PROBLEM
List each line of the listing below that contains the word "driveway", copying every such line in full.

Point placement records:
>> Start

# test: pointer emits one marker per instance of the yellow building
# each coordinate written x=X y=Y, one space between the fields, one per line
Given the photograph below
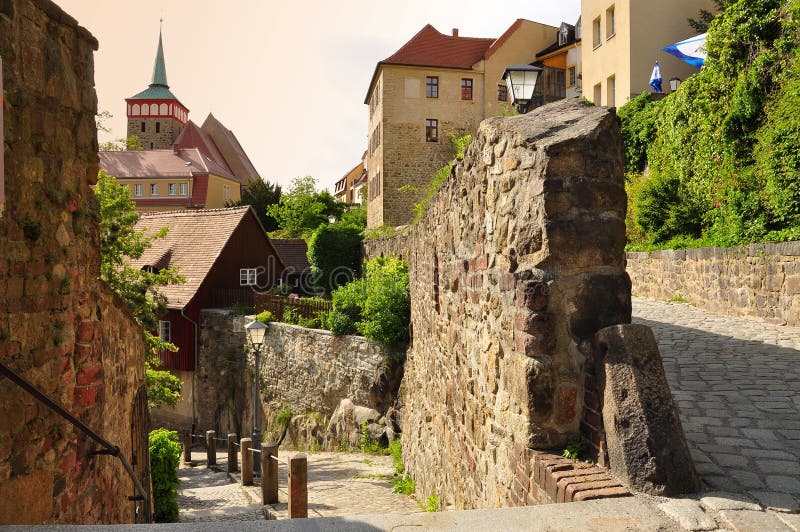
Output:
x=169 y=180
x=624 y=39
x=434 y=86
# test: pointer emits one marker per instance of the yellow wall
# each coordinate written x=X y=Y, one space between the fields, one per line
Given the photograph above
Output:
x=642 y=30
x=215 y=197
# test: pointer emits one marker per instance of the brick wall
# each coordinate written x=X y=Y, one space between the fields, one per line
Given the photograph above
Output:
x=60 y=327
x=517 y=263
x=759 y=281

>> End
>> Start

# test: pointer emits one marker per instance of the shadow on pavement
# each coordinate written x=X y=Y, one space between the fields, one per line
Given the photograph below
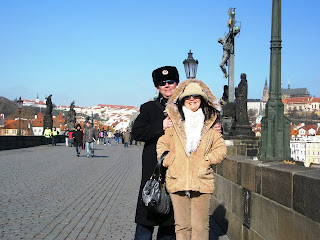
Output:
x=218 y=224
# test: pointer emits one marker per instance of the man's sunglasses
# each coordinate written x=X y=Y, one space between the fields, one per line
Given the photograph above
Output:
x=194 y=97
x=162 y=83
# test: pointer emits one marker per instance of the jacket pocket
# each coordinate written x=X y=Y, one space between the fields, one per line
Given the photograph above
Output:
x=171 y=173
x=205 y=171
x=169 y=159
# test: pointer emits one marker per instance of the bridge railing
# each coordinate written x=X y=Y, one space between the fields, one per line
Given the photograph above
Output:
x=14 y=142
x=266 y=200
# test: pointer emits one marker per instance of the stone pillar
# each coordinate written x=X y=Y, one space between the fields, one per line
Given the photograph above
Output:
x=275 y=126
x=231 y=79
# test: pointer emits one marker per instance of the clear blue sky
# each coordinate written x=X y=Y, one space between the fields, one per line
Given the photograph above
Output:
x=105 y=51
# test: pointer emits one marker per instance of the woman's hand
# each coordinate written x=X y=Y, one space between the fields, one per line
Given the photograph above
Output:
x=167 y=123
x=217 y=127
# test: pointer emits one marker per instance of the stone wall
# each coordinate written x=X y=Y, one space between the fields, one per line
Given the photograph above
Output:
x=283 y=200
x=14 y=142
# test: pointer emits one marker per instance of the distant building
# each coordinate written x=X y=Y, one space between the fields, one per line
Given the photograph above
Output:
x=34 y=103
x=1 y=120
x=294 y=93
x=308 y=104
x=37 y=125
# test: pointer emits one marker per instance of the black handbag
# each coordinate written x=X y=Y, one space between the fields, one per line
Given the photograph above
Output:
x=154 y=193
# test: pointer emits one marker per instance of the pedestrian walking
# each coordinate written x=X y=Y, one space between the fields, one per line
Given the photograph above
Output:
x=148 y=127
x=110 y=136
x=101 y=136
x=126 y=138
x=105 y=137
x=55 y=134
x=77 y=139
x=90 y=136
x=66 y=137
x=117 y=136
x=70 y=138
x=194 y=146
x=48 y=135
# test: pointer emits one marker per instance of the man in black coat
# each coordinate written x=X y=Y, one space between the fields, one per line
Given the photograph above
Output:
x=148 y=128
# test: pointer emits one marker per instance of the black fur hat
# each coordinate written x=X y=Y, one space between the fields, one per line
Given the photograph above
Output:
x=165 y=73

>> End
>> Start

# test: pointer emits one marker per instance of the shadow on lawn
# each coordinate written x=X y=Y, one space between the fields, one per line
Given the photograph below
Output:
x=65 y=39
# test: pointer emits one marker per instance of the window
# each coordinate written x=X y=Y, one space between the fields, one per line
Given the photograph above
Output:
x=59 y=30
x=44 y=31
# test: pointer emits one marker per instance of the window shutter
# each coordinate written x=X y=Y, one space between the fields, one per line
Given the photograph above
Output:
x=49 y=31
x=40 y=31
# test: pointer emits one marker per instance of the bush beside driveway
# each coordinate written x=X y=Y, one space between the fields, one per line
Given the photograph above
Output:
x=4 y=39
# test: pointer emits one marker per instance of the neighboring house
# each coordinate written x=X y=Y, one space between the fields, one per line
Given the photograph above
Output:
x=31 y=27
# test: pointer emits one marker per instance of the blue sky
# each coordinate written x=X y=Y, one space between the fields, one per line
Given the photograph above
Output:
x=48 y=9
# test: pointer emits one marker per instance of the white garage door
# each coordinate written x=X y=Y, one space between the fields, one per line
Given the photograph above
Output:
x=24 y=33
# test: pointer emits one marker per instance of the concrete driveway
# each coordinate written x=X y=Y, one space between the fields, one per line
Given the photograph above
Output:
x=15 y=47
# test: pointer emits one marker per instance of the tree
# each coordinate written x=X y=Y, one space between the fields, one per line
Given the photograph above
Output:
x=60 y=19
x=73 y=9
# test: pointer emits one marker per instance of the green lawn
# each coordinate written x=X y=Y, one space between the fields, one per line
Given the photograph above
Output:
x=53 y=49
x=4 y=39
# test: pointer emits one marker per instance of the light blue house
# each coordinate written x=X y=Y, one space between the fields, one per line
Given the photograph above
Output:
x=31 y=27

>> End

TASK RESULT
# test: pointer emits one marker per instance of the bush beside driveway
# test: pointer emits one marker per instance of the concrete driveway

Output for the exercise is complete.